## Selection:

"""

A microservice to serve ZIP archives generated on-the-fly from files on Amazon S3.

It works by forwarding requests to an upstream HTTP server that returns a JSON manifest of files to include, then generates the archive by requesting content from S3 as the download progresses.

Features:

  • Zip64 support (archives and files > 4GiB)
  • Content-length headers for an accurate download progress bar
  • Range requests so that partial or failed downloads can be resumed

In order to compute the length ahead of time and to support seeking to any position, it imposes a few limitations:

  • Size of each archive member and its CRC32 must be known ahead of time and included in the manifest.
  • Archive members are not compressed. (If serving files that are already compressed, ZIP compression would not have any benefit anyway)

Usage

zipstream --listen <ip:port> --upstream <URL> --header-value <header-value> --strip-prefix <strip-prefix> 
  • --listen <ip:port> IP:port to listen for HTTP connections [default: 127.0.0.1:3000]
  • --upstream <URL> Upstream server that provides zip file manifests
  • --header-value <header-value> Value passed in the X-Via-Zip-Stream header on the request to the upstream server [default: true]
  • --strip-prefix <strip-prefix> Remove a required prefix from the URL path before proxying to upstream server [default: '']

Incoming requests are proxied to the upstream server. If the response from the upstream server does not include the X-Zip-Stream: true header, the response is passed through to the client as-is. When this header is included, the response parsed as a manifest of files to include in a zip file which is streamed back to the client.

"""

## Task A:
Update the listing from its first line through the line that contains "[252,103,391,156]", replacing "indoor plant" with "houseplant" and leaving everything else unchanged. Omit the pictures from your answer.

## Data:
"""

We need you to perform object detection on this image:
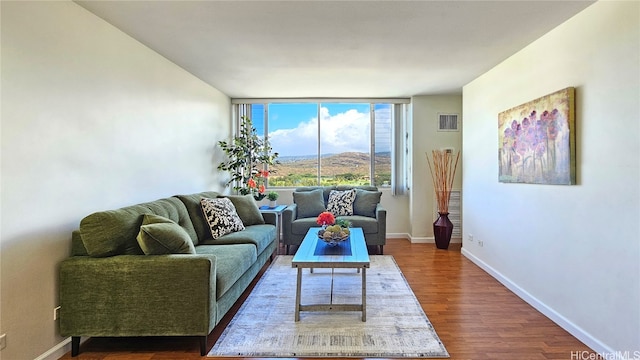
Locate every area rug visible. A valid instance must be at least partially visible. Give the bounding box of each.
[208,255,449,358]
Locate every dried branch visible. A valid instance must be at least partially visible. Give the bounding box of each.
[425,150,460,213]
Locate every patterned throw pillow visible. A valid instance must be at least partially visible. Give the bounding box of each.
[327,189,356,216]
[200,198,244,240]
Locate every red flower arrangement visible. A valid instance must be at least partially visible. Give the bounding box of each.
[240,170,269,201]
[316,211,336,225]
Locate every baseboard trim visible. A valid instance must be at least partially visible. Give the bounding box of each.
[34,337,71,360]
[462,247,617,359]
[385,233,411,240]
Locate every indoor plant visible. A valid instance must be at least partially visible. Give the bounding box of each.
[427,150,460,249]
[218,116,278,201]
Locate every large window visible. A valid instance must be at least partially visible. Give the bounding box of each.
[236,101,404,187]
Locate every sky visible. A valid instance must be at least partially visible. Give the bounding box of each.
[252,103,391,156]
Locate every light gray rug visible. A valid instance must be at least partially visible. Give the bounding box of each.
[209,255,449,358]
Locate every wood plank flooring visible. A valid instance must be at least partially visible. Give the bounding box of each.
[61,239,596,360]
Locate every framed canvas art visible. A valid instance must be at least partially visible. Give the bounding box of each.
[498,87,576,185]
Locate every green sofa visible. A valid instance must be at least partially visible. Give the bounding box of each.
[282,185,387,254]
[59,192,277,356]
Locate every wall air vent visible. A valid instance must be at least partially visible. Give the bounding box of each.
[438,114,460,131]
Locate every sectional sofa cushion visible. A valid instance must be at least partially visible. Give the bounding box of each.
[196,244,258,299]
[353,189,382,217]
[327,189,356,216]
[200,224,276,254]
[79,198,197,257]
[293,189,325,219]
[200,198,244,240]
[220,194,264,226]
[136,214,196,255]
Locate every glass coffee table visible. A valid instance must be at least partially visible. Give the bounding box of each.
[291,227,369,321]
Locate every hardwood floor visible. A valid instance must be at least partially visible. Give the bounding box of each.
[61,239,597,360]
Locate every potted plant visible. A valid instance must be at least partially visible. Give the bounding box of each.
[427,150,460,249]
[267,191,280,208]
[218,116,279,201]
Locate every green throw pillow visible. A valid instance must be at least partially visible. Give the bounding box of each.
[218,194,264,226]
[293,189,326,219]
[353,189,382,217]
[136,214,196,255]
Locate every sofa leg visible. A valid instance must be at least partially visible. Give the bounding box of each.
[200,335,207,356]
[71,336,80,356]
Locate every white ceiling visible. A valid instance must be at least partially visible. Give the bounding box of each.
[76,0,593,98]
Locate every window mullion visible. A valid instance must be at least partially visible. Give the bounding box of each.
[316,103,322,185]
[369,103,377,186]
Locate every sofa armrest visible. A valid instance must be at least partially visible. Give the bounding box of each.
[60,255,218,336]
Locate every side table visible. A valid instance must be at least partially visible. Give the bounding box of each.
[259,205,287,254]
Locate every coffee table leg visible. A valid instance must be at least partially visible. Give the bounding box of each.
[296,267,302,321]
[362,268,367,321]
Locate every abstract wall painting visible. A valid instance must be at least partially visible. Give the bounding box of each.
[498,87,576,185]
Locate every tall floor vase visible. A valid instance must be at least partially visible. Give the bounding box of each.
[433,212,453,250]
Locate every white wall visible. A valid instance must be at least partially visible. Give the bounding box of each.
[409,95,464,242]
[0,1,230,360]
[463,1,640,352]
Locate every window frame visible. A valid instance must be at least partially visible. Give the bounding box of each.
[231,98,411,191]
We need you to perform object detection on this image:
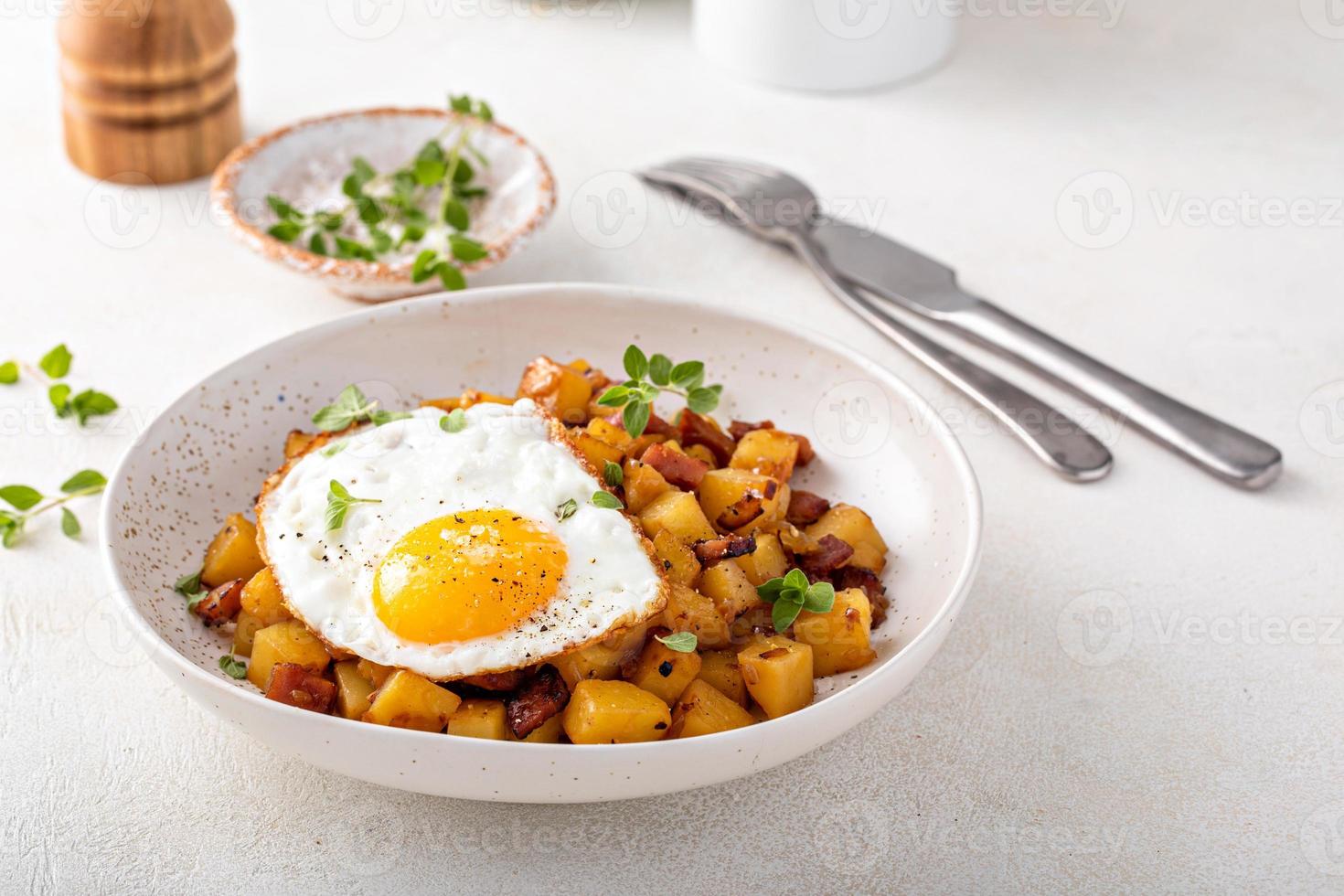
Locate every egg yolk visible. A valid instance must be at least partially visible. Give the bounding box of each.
[374,510,569,644]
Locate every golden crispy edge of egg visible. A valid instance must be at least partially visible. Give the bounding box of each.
[255,407,672,681]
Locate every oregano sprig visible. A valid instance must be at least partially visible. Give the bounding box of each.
[597,346,723,438]
[757,568,836,633]
[266,95,495,290]
[0,470,108,548]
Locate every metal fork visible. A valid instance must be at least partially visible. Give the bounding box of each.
[644,160,1113,482]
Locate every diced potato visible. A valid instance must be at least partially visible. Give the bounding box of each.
[563,679,672,744]
[357,659,392,688]
[551,624,648,690]
[509,712,564,744]
[696,650,747,707]
[247,619,332,690]
[699,469,780,532]
[686,444,719,470]
[517,355,592,423]
[738,635,812,719]
[729,430,798,482]
[574,432,625,473]
[737,532,789,586]
[640,492,715,544]
[668,678,755,738]
[621,458,672,513]
[364,669,463,731]
[421,389,514,411]
[332,659,374,719]
[695,559,761,622]
[663,583,729,647]
[243,567,294,626]
[587,419,635,451]
[200,513,265,589]
[653,529,700,584]
[448,699,512,741]
[285,430,317,461]
[630,638,700,707]
[806,504,887,572]
[793,589,878,676]
[234,610,266,656]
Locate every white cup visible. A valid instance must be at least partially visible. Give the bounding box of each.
[692,0,960,90]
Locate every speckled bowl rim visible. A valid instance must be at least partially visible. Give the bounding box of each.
[209,106,557,286]
[98,283,984,762]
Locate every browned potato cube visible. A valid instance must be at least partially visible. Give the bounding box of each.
[561,679,672,744]
[698,650,747,707]
[806,504,887,572]
[200,513,265,589]
[738,532,789,586]
[448,699,512,741]
[234,610,266,656]
[621,458,672,513]
[517,355,592,423]
[738,635,812,719]
[630,638,700,707]
[793,589,878,676]
[699,467,780,532]
[695,559,761,622]
[663,583,729,647]
[247,619,332,690]
[640,485,717,544]
[332,659,374,719]
[668,678,755,738]
[729,430,798,482]
[653,529,700,584]
[364,669,463,731]
[242,567,294,626]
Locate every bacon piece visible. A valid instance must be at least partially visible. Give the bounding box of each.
[463,669,524,690]
[504,665,570,739]
[678,409,738,466]
[195,579,247,626]
[715,480,780,529]
[798,533,853,581]
[640,442,709,490]
[830,567,891,629]
[729,421,774,442]
[695,535,755,567]
[784,489,830,525]
[266,662,336,712]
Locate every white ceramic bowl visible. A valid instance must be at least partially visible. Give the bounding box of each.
[102,284,981,802]
[209,109,555,301]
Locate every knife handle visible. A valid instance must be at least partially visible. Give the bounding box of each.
[942,303,1284,489]
[789,231,1112,482]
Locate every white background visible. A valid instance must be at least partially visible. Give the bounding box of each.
[0,0,1344,893]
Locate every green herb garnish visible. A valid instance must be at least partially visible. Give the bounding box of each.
[219,653,247,681]
[0,470,108,548]
[326,480,383,532]
[438,407,466,432]
[555,498,580,523]
[597,346,723,438]
[266,95,495,289]
[314,386,410,432]
[653,632,700,653]
[757,570,836,633]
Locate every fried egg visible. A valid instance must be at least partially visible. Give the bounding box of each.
[257,399,667,681]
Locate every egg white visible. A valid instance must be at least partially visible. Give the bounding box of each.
[258,399,667,681]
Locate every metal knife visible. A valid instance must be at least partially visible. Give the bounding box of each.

"""

## Task B:
Answer these questions about the zipstream description.
(i) What is the default IP and port for the --listen option?
(ii) Which archive and file sizes does the Zip64 support cover?
(iii) What happens to an upstream response that does not include the X-Zip-Stream: true header?

## Correct answer A:
We need you to perform object detection on this image:
Locate every area rug visible. A valid instance must be at least partially visible. Give the bounding box of each.
[208,255,449,358]
Locate every dried branch visible. A valid instance must be at least partially visible. Give the bounding box of each.
[425,150,460,213]
Locate every patterned throw pillow visible. A valid instance must be at least partially visible. Give the bounding box of each.
[327,189,356,216]
[200,198,244,240]
Locate every red flower arrangement visible. A valid instance must be at least partially visible. Give the bounding box of each.
[240,170,269,201]
[316,211,336,225]
Locate every baseboard trim visible. A valid instance must be at least partially visible. Give the bounding box of each.
[34,337,71,360]
[462,247,617,359]
[385,233,411,240]
Locate every houseplant visible. A valid instance must be at least partially visible. Give the bounding box of each.
[427,150,460,249]
[218,116,278,201]
Locate every large window visible. A valid instance must be at least partially visible. Give the bounding box of each.
[236,101,404,187]
Locate every sky visible. A valid instance must be at least partially visible. Give the bounding box of each.
[252,103,391,156]

## Correct answer B:
(i) 127.0.0.1:3000
(ii) Archives and files larger than 4GiB.
(iii) It is passed through to the client as-is.